■ **Job 1**
List the window scales at which the preprocessing page says the site-frequency spectra are computed.
■ **Job 2**
Filter the records and copy out each line that contains the word "bare".

Preprocessing
=============

After simulation, tree sequences must be preprocessed into the ``(X, y)``
format expected by the training pipeline. The preprocessing module
(``python -m cxt.preprocess``) extracts multi-scale windowed SFS features
and discretized log-TMRCA targets for each haplotype pair.


What preprocessing does
-----------------------

For each tree sequence and each sampled pair of haplotypes:

1. **Feature extraction** (``X``): Compute the XOR and XNOR site-frequency
   spectra at four window scales (2×, 8×, 32×, 64× the base window), yielding
   a tensor of shape ``(2, 4, n_windows, n_samples)``.

2. **Target extraction** (``y``): Compute the true pairwise TMRCA per window
   via span-weighted averaging from the simplified two-sample tree, then
   apply a log transform.

Location identification items:
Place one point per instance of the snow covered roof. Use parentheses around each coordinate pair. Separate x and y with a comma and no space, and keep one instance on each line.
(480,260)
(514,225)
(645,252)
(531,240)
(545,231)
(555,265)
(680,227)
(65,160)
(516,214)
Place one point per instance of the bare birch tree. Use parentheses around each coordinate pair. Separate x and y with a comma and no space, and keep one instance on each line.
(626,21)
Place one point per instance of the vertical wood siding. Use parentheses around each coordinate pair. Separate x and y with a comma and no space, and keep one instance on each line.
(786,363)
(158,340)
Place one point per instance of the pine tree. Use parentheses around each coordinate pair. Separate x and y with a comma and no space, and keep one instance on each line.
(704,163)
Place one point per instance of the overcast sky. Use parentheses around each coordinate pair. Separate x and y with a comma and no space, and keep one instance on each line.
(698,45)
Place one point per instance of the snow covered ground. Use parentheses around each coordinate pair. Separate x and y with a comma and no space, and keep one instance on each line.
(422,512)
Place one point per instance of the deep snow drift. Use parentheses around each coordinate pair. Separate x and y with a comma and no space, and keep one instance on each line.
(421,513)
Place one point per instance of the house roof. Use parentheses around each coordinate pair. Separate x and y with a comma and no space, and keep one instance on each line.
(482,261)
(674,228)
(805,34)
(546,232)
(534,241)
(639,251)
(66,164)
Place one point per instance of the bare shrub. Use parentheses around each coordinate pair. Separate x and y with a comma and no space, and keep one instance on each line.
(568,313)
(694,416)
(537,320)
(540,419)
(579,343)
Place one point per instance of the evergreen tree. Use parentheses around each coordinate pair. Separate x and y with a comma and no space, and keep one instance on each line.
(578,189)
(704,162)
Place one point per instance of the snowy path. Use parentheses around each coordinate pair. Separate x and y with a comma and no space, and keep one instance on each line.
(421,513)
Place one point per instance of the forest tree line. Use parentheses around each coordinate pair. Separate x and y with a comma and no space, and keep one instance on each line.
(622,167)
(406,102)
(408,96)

■ **Full output 1**
2×, 8×, 32×, and 64× the base window

■ **Full output 2**
Place one point per instance of the bare birch tree. Use parentheses around each coordinate pair. Separate x and y with a comma and no space, and keep one instance on each line.
Place one point per instance of the bare shrub. Use parentheses around each coordinate pair. Separate x and y with a comma and no space, and keep one instance on each line.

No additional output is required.